## SHORT EXERCISE
Which lines of the data below contain the word "sweatshirt"? List each of them in full.

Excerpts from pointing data
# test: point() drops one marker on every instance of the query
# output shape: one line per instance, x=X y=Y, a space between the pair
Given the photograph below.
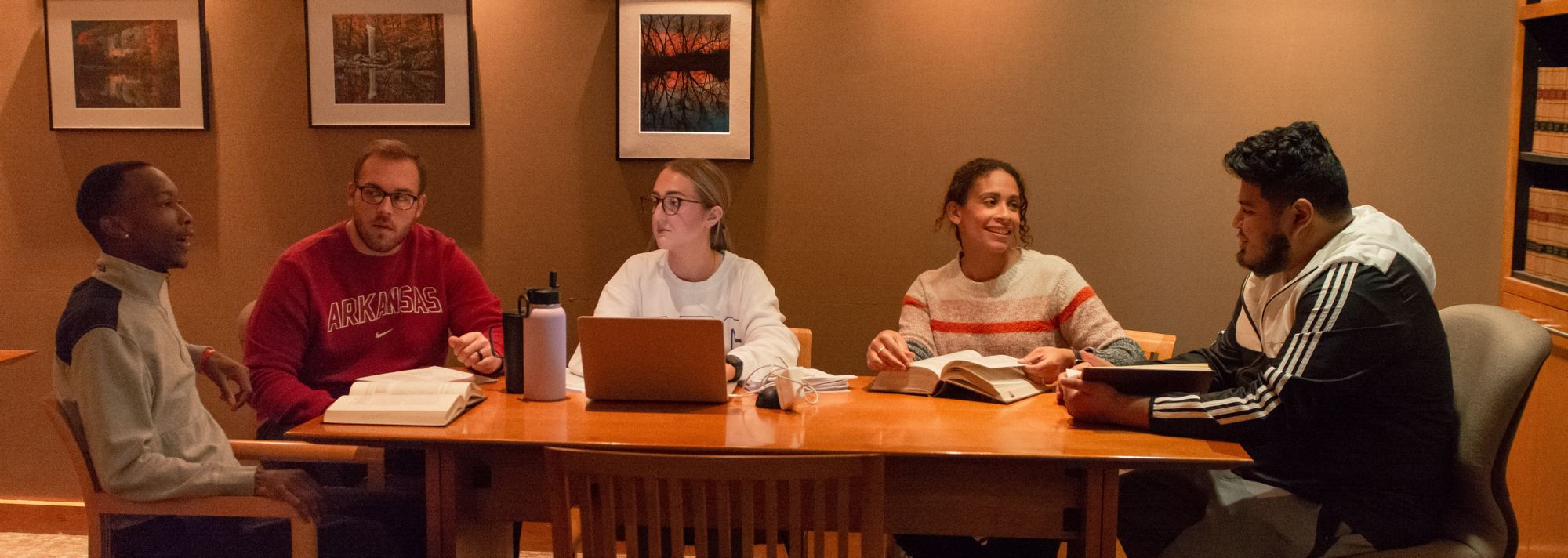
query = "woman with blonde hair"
x=694 y=274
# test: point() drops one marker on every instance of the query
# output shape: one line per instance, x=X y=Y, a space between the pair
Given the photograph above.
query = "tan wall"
x=1116 y=112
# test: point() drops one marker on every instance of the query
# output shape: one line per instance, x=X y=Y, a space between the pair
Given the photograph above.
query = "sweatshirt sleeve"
x=764 y=339
x=1338 y=322
x=915 y=322
x=471 y=305
x=619 y=299
x=275 y=342
x=115 y=404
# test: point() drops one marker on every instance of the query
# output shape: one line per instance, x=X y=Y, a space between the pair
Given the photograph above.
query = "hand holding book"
x=1045 y=364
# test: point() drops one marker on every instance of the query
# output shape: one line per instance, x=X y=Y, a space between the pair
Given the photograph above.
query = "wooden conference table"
x=954 y=466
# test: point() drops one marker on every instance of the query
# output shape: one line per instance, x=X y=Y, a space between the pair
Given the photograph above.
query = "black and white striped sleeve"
x=1341 y=322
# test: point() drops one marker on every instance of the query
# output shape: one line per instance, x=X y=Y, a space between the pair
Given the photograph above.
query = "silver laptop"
x=653 y=360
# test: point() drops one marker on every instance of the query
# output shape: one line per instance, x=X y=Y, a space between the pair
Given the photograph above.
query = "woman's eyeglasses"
x=670 y=205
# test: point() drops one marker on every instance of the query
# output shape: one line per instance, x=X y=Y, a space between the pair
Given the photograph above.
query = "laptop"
x=653 y=360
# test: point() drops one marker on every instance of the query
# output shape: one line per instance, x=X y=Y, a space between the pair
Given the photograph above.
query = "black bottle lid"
x=546 y=297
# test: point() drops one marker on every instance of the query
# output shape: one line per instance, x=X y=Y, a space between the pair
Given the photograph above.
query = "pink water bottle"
x=545 y=346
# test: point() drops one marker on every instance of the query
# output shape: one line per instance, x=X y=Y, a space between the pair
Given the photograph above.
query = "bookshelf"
x=1534 y=269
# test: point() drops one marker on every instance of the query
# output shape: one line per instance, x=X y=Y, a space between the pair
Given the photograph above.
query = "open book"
x=430 y=375
x=998 y=377
x=412 y=404
x=1155 y=379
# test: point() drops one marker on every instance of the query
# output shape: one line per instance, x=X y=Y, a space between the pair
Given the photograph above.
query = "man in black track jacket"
x=1334 y=374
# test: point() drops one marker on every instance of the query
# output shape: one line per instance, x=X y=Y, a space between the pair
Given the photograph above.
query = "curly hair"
x=965 y=179
x=1293 y=162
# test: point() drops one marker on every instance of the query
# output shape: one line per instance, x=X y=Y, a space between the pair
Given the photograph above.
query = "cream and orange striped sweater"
x=1040 y=302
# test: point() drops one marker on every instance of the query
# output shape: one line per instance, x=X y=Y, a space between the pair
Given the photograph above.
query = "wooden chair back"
x=804 y=336
x=730 y=504
x=1155 y=346
x=101 y=505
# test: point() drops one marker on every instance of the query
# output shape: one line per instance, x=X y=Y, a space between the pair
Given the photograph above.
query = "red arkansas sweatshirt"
x=330 y=316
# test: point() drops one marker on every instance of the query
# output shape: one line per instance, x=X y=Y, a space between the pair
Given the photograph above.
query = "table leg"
x=441 y=501
x=1100 y=515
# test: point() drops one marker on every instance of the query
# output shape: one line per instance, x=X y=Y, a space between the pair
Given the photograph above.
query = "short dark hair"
x=1293 y=162
x=100 y=194
x=396 y=151
x=965 y=179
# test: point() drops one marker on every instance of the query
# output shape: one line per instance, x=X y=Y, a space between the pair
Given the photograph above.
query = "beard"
x=377 y=239
x=1277 y=255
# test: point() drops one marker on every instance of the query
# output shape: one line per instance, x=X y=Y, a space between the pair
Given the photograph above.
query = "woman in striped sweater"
x=1000 y=297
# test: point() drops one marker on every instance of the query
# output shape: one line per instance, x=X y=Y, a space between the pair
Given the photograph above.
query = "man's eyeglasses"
x=374 y=197
x=670 y=205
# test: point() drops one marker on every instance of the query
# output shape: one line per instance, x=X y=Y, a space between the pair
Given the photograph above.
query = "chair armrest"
x=303 y=452
x=212 y=505
x=275 y=451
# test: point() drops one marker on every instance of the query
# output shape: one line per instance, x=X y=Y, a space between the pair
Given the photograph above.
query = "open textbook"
x=430 y=375
x=1155 y=379
x=998 y=377
x=404 y=402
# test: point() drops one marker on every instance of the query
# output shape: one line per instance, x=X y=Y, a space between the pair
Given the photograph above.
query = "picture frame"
x=390 y=63
x=686 y=85
x=137 y=65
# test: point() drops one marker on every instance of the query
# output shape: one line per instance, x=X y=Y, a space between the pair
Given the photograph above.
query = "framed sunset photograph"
x=390 y=63
x=126 y=65
x=684 y=87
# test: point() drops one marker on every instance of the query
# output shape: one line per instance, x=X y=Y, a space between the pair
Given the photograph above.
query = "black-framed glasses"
x=670 y=205
x=374 y=197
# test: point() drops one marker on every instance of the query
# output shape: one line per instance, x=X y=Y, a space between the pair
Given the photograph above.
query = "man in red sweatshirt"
x=363 y=297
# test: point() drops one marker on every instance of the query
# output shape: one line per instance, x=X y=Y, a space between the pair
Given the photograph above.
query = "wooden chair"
x=804 y=336
x=800 y=498
x=1497 y=357
x=101 y=507
x=1155 y=346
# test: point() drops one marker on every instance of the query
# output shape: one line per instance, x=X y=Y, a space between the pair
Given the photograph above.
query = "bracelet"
x=201 y=366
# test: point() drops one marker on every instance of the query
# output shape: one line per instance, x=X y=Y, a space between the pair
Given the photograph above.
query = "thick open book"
x=430 y=375
x=1155 y=379
x=410 y=404
x=998 y=377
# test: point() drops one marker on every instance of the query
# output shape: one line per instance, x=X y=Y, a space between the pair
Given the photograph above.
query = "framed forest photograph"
x=390 y=63
x=684 y=87
x=126 y=65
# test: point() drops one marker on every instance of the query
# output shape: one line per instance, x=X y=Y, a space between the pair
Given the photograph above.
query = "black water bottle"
x=512 y=338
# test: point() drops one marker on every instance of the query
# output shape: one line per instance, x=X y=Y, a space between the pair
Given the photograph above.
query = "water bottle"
x=512 y=355
x=545 y=346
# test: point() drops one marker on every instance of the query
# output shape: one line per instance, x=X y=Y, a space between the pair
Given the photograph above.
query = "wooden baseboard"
x=43 y=516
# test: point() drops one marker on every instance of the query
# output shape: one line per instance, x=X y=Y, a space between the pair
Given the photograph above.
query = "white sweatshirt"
x=738 y=292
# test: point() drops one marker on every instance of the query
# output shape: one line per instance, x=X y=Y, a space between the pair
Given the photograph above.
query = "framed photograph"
x=390 y=63
x=684 y=87
x=126 y=65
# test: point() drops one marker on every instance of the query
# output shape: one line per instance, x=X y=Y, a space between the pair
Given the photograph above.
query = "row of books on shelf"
x=1547 y=236
x=1552 y=112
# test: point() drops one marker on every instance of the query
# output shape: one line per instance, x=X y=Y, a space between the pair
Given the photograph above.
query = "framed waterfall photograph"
x=126 y=65
x=684 y=85
x=390 y=63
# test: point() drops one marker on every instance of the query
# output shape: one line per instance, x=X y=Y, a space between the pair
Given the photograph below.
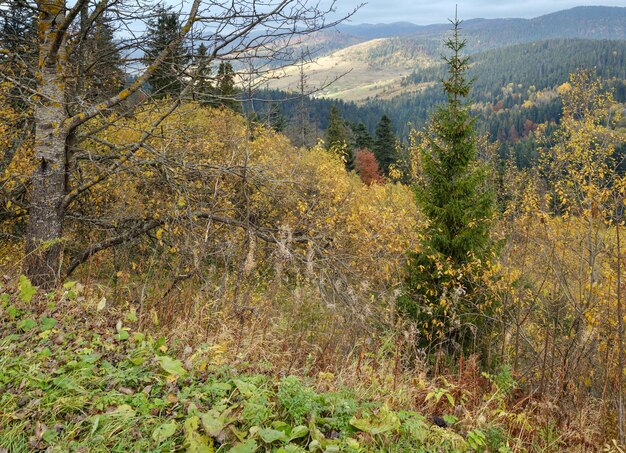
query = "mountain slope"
x=374 y=68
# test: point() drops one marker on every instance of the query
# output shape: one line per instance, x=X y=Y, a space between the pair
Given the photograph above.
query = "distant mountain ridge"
x=373 y=61
x=588 y=22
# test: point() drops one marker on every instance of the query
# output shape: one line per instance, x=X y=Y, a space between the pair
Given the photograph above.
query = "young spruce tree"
x=385 y=144
x=453 y=195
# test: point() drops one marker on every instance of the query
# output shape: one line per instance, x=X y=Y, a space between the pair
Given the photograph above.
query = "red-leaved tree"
x=367 y=167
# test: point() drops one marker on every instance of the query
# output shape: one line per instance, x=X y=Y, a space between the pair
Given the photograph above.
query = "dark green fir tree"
x=442 y=292
x=225 y=90
x=336 y=137
x=385 y=144
x=163 y=30
x=362 y=138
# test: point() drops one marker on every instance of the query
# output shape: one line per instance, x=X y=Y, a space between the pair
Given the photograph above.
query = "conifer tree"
x=385 y=144
x=336 y=137
x=164 y=29
x=362 y=138
x=203 y=88
x=225 y=89
x=453 y=195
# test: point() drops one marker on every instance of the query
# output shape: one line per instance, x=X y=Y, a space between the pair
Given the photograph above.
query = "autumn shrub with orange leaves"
x=213 y=211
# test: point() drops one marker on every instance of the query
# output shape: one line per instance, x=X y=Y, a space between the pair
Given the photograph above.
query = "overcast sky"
x=425 y=12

## REPLY
query = "sweatshirt sleeve"
query = "red arkansas sweatshirt"
query = "man in red sweatshirt"
query = "white sweatshirt"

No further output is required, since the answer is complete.